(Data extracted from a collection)

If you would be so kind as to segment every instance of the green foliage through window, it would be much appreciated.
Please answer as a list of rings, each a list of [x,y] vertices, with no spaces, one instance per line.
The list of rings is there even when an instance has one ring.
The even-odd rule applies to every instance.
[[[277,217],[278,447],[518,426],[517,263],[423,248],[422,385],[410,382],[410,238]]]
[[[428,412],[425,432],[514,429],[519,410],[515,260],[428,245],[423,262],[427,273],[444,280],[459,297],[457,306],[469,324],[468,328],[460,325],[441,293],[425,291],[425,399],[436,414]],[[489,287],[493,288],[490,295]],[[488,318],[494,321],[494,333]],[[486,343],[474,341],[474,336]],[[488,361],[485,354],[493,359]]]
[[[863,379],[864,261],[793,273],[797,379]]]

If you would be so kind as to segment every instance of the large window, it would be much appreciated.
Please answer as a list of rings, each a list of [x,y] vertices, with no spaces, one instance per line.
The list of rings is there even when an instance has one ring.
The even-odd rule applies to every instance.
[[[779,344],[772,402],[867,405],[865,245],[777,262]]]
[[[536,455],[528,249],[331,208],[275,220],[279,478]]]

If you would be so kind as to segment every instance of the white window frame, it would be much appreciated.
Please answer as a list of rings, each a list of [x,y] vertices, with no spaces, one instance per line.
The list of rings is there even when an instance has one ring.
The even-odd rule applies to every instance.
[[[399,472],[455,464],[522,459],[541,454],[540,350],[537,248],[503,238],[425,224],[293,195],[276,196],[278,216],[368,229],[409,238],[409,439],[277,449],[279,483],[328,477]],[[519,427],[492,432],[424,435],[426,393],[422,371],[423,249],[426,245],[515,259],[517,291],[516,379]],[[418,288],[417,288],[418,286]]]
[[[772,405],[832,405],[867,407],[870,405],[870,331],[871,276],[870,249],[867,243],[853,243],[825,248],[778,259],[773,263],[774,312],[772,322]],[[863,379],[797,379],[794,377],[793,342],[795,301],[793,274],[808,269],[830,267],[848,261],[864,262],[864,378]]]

> _WHAT TO PRODUCE_
A single number is the answer: the count of lines above that include the string "window".

> _SOLUTION TO THIS PROBLEM_
3